Short exercise — Copy out every one of the records below line for line, without changing a single character.

Items for segmentation labeling
======
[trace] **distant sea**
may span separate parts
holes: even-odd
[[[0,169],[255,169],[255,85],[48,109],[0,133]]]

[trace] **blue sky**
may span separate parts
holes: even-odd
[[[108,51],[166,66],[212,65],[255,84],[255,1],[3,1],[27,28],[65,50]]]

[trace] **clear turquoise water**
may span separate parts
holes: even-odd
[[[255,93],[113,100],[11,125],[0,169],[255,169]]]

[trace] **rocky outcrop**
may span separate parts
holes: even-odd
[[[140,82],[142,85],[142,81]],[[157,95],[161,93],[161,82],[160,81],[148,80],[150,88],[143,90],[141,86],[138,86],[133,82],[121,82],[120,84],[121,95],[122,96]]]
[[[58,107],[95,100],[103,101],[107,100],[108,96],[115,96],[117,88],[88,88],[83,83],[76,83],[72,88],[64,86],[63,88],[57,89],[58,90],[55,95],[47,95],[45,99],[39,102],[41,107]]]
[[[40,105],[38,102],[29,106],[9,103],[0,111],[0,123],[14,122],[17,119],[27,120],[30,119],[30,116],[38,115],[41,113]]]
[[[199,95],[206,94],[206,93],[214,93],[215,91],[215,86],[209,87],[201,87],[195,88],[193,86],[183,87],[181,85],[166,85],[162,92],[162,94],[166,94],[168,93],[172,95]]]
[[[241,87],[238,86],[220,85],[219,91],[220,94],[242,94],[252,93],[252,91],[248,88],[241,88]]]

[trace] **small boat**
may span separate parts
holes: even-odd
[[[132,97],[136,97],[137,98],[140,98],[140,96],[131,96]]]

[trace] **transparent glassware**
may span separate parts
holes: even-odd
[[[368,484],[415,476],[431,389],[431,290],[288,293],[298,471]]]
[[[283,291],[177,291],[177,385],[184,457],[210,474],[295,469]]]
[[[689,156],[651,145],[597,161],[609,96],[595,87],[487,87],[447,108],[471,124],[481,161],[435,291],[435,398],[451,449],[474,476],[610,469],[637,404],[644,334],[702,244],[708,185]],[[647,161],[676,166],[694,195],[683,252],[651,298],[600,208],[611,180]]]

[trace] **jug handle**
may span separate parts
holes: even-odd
======
Correct output —
[trace] **distant sea**
may span separate parts
holes: even-odd
[[[0,169],[255,169],[255,85],[48,109],[0,133]]]

[trace] **blue sky**
may span separate parts
holes: even-odd
[[[108,51],[166,66],[212,65],[255,84],[255,1],[3,1],[27,28],[65,50]]]

[trace] **clear turquoise water**
may span separate parts
holes: even-odd
[[[255,93],[113,100],[11,125],[0,169],[255,169]]]

[trace] **rocky outcrop**
may span separate parts
holes: even-odd
[[[140,82],[142,85],[142,81]],[[157,95],[161,93],[161,82],[160,81],[148,80],[150,88],[143,90],[141,86],[138,86],[133,82],[121,82],[120,84],[121,95],[122,96]]]
[[[58,107],[95,100],[103,101],[107,100],[108,96],[115,96],[117,88],[88,88],[83,83],[76,83],[72,88],[64,86],[63,88],[57,89],[58,90],[55,95],[47,95],[45,99],[39,102],[41,107]]]
[[[40,105],[38,102],[29,106],[9,103],[0,111],[0,123],[14,122],[17,119],[27,120],[30,119],[30,116],[38,115],[41,113]]]
[[[199,95],[206,94],[206,93],[214,93],[215,91],[215,86],[209,87],[201,87],[195,88],[193,86],[183,87],[181,85],[166,85],[162,92],[162,94],[166,94],[168,93],[172,95]]]
[[[241,87],[238,86],[220,85],[219,91],[220,94],[242,94],[252,93],[252,91],[248,88],[241,88]]]

[trace] **small boat**
may span separate parts
holes: even-odd
[[[132,97],[136,97],[137,98],[140,98],[140,96],[131,96]]]

[trace] **transparent glassware**
may span separate parts
holes: even-odd
[[[368,484],[415,476],[431,389],[431,290],[288,293],[298,471]]]
[[[283,291],[177,291],[177,385],[184,457],[210,474],[295,469]]]
[[[689,156],[651,145],[597,161],[609,96],[595,87],[487,87],[447,108],[471,124],[481,161],[435,291],[435,398],[451,449],[474,476],[610,469],[637,404],[644,334],[702,244],[708,185]],[[647,161],[676,166],[694,195],[683,252],[651,298],[600,208],[611,180]]]

[trace] **jug handle**
may span separate parts
holes: even-odd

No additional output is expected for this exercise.